> **TEXTO EXTRAÍDO**:

Pero los efectos geopolíticos de un arancel así serían desastrosos. La economía mundial moderna está construida en torno a un sistema de normas que rigen y limitan la capacidad de los gobiernos nacionales para imponer restricciones comerciales a su antojo; un sistema, por cierto, que fue creado en buena medida por EE UU, sobre la base de la política de “acuerdos comerciales recíprocos” que comenzó con Roosevelt.
Este sistema tiene múltiples virtudes. Resulta crucial para las economías más pequeñas y pobres que necesitan garantizar su acceso a los mercados mundiales para prosperar y, en algunos casos, incluso para sobrevivir. (Pensemos en Bangladés, que seguramente se moriría de hambre sin la posibilidad de exportar ropa). Pero el sistema también resulta ventajoso para los países grandes y ricos, en gran parte porque los protege de las exigencias de los intereses particulares. Durante mi limitada experiencia en el Gobierno, pude ver cómo los funcionarios bloqueaban muchas ideas proteccionistas y autodestructivas de los cargos políticos, informándolos de que constituirían una violación de los acuerdos comerciales de EE UU.

> **EXTRACTOS DE DATOS**:
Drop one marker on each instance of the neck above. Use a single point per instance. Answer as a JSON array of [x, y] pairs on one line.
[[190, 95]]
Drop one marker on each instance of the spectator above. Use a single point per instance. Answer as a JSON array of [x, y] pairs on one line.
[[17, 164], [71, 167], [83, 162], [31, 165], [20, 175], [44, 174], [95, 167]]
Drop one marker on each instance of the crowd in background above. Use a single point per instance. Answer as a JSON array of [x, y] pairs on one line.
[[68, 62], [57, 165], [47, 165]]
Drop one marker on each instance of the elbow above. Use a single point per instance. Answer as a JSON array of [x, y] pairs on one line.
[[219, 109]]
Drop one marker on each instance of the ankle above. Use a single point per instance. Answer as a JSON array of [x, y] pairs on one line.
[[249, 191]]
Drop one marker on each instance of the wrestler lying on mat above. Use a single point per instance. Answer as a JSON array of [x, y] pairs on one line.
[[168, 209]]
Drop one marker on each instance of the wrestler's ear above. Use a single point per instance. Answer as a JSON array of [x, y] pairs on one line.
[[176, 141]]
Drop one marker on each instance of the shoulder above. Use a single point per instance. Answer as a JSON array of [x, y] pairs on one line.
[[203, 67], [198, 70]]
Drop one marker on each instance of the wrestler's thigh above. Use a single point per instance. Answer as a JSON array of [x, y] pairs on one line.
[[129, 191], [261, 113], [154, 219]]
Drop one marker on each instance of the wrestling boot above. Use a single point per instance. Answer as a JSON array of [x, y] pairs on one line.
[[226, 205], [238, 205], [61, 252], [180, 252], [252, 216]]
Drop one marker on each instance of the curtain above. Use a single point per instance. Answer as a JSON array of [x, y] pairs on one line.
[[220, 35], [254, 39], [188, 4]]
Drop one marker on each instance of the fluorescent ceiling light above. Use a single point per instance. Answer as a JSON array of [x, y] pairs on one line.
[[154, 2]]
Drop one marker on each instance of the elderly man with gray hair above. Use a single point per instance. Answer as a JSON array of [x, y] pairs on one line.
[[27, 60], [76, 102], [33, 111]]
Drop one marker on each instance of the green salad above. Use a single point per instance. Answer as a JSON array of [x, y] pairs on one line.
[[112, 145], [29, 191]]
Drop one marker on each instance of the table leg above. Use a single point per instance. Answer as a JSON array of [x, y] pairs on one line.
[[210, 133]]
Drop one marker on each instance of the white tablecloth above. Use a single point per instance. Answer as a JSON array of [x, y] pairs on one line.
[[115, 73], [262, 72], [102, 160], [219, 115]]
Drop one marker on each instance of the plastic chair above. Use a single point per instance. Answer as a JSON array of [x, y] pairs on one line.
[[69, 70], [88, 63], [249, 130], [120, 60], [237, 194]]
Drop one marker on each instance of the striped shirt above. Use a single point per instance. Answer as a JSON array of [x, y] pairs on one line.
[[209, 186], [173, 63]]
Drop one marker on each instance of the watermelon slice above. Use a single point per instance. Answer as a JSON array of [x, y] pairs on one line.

> **INSTRUCCIONES**:
A. En el texto sobre el sistema comercial mundial, ¿con qué presidente comenzó la política de "acuerdos comerciales recíprocos"?
B. Escribe la continuación del texto sobre el sistema comercial mundial a partir de su última oración.

> **RESPUESTAS POR APARTADO**:
A. Con Roosevelt.

B.
Si EE UU pusiera en práctica la propuesta de Trump de un arancel unilateral y generalizado, se estaría separando a todos los efectos del orden internacional que tanto se esforzó por crear. El resultado sería una oleada mundial no tanto de represalias —que también— como de emulación, una batalla campal de aranceles impuestos para satisfacer a diversos grupos de interés. Esto sería malo para la economía mundial, pero lo que es todavía más importante, fomentaría la sospecha y la hostilidad entre países que deberían ser aliados.
Claro que uno podría decir que no le importa, que EE UU es una gran potencia con derecho a hacer lo que crea que sirve a sus intereses. Pero hay una pega: la idea de Trump no solo es excesiva, también es descerebrada. Piensen en el contraste con la Administración actual. La gente de Biden no son precisamente puristas del libre comercio; están llevando a cabo políticas industriales que incluyen importantes disposiciones que incitan a comprar productos estadounidenses; de hecho, sus políticas son lo suficientemente nacionalistas como para provocar la reacción negativa de algunos economistas y las protestas de algunos de nuestros socios comerciales.
Pero su nacionalismo económico tiene fines bien definidos. Está dirigido en parte a mejorar la seguridad nacional mediante el fomento de tecnologías esenciales, y en parte a consolidar el apoyo político a la acción climática necesaria y catalizar la inversión privada en energía verde.
Uno puede estar de acuerdo o no con la ruptura de Biden con la ortodoxia del libre comercio (yo lo estoy), pero desde luego no es ninguna estupidez.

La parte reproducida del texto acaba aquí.